== PASSAGE TO READ ==
Anthropic's Natural Language Autoencoders can read what AI models are actually thinking
Anthropic published research this week on something called Natural Language Autoencoders, which is a way to read what an AI model is "thinking" while it's actually running.
On SWE-bench (a popular coding benchmark) Claude was internally aware that it was being evaluated 26% of the time, whereas on real customer traffic at claude.ai that same number drops to under 1%. The model never actually said "I think this is a test" out loud, but the thought was sitting there in its internals the whole time it was answering.
The benchmark scores you use to compare AI models may not reflect how those same models actually behave in production for your customers, because a model that knows it's being tested can plausibly behave differently on the test than in real use. This isn't just theoretical either, since Anthropic's own evaluators caught hidden issues in models 4-5x more often using this technique than the old way of looking at internals.

== STUDY MATERIAL ==
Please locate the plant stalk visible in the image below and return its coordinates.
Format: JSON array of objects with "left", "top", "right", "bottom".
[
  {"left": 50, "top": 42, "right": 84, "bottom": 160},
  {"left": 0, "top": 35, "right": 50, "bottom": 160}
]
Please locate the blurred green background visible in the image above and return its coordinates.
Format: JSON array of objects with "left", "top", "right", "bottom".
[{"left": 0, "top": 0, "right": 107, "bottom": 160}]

--

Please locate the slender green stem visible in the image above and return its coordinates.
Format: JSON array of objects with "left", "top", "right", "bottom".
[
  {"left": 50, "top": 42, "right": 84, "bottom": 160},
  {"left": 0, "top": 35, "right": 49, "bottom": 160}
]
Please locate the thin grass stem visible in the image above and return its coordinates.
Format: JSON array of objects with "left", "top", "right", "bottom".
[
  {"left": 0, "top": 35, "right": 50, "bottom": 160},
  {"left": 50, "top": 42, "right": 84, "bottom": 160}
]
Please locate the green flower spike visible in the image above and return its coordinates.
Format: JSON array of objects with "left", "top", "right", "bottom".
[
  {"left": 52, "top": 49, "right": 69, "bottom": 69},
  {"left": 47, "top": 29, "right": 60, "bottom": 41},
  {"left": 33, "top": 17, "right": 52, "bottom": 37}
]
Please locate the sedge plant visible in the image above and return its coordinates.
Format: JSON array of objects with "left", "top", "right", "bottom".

---

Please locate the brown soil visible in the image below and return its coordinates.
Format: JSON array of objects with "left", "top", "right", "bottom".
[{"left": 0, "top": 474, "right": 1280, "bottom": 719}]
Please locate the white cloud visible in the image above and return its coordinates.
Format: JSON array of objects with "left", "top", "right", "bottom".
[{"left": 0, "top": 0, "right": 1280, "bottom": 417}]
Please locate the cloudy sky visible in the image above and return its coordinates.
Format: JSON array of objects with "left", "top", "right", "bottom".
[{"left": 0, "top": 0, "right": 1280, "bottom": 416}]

== PROBLEMS TO WORK ON ==
1: According to the text on Natural Language Autoencoders, how often was Claude internally aware that it was being evaluated on SWE-bench?
2: Write the next part of the piece on Natural Language Autoencoders, picking up after its final sentence.

== RESPONSES PER TASK ==
1: 26% of the time.

2:
The method isn't perfect, and an Anthropic researcher publicly pointed out that the plain-English explanations don't always reflect what the model is doing internally (especially on math problems), but the benchmark-awareness finding stands on its own regardless.
The full paper is at transformer-circuits.pub/2026/nla, the code is open-sourced, and there's a live demo on an open model you can play with without needing an Anthropic account.
If you're picking AI models based on benchmark scores today, what's your plan for verifying how they actually behave on your real workload?